_Extracted entries_.
++++++++
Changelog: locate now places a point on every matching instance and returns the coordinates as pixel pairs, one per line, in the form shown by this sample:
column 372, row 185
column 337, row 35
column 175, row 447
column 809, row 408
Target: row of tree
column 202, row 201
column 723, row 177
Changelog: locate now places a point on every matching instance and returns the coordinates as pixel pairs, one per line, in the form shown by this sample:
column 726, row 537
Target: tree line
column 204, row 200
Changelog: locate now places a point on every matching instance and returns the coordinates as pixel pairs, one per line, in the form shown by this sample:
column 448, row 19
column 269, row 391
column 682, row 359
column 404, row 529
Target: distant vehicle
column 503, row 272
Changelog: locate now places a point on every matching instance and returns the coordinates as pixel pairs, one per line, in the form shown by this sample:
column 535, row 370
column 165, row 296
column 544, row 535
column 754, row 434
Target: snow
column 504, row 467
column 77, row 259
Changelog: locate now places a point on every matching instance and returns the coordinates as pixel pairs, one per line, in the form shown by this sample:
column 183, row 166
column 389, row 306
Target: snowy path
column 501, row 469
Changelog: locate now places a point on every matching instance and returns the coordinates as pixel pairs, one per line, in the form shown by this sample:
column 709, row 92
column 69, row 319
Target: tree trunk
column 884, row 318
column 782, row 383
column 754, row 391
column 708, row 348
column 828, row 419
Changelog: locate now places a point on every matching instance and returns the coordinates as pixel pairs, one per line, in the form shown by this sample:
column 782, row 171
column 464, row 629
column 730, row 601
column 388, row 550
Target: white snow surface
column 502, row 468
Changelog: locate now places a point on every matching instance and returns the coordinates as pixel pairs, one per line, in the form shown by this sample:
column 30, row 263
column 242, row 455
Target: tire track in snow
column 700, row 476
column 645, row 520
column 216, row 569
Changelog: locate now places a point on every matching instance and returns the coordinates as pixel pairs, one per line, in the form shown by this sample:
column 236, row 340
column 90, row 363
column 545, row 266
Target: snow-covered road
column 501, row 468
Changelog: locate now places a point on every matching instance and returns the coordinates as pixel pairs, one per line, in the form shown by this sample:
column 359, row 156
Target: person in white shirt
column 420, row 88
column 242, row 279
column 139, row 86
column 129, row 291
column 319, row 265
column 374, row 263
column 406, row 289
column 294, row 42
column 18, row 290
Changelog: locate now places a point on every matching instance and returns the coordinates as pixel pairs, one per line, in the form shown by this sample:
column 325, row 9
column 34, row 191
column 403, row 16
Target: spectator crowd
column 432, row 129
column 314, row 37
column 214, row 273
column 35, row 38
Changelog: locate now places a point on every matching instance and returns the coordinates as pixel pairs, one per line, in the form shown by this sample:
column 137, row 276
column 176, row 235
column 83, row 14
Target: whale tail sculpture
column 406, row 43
++++++++
_To do_. Write out all the data exactly.

_Task solution_.
Changelog: locate now places a point on every matching instance and returns the coordinates as pixel pairs, one per line, in the form shown by this sample:
column 372, row 185
column 337, row 35
column 175, row 447
column 809, row 408
Target: row of tree
column 202, row 201
column 723, row 177
Changelog: locate now places a point on every matching instance and returns the coordinates as pixel pairs, one per line, in the form shown by this sample:
column 726, row 537
Target: tree line
column 204, row 200
Changelog: locate now places a point on every matching instance and returns the coordinates as pixel pairs, one per line, in the form shown by this sample:
column 448, row 19
column 269, row 391
column 682, row 359
column 404, row 529
Target: distant vehicle
column 503, row 272
Changelog: locate now places a point on every matching instance and returns the coordinates as pixel pairs, one per line, in the form shown by this sample:
column 535, row 370
column 165, row 296
column 544, row 535
column 754, row 434
Target: snow
column 504, row 467
column 77, row 259
Changelog: locate now places a point on every matching instance and returns the coordinates as pixel pairs, one per line, in the form shown by this sample:
column 183, row 166
column 389, row 306
Target: snowy path
column 501, row 469
Changelog: locate now places a point on every matching instance and returns the coordinates as pixel pairs, one per line, in the form shown by this sample:
column 709, row 92
column 69, row 319
Target: tree trunk
column 884, row 318
column 782, row 383
column 754, row 391
column 708, row 348
column 828, row 419
Changelog: locate now places a point on every matching instance and returns the coordinates as pixel pairs, one per line, in the form shown by this sample:
column 782, row 171
column 464, row 629
column 730, row 601
column 388, row 550
Target: white snow surface
column 502, row 468
Changelog: locate now places a point on every matching instance and returns the coordinates as pixel pairs, one per line, in the form shown by this sample:
column 30, row 263
column 242, row 455
Target: tire track in snow
column 700, row 476
column 645, row 520
column 216, row 569
Changelog: locate now places a point on every matching instance and returns the coordinates as pixel pairs, one per line, in the form shown by this sample:
column 236, row 340
column 90, row 363
column 545, row 266
Target: snow-covered road
column 501, row 468
Changelog: locate now places a point on every matching instance and returns the coordinates as pixel pairs, one per line, in the form shown by this sample:
column 359, row 156
Target: person in white shirt
column 420, row 88
column 242, row 279
column 139, row 86
column 129, row 291
column 319, row 265
column 374, row 263
column 406, row 289
column 294, row 42
column 18, row 290
Changelog: locate now places a point on every matching instance and returns the coordinates as pixel pairs, one per line, in the form shown by this sample:
column 325, row 9
column 34, row 191
column 403, row 16
Target: spectator crowd
column 432, row 129
column 314, row 37
column 214, row 273
column 35, row 38
Changelog: locate now places a point on every matching instance and returns the coordinates as pixel pairs, one per line, in the form shown by this sample:
column 137, row 276
column 176, row 235
column 83, row 14
Target: whale tail sculpture
column 406, row 43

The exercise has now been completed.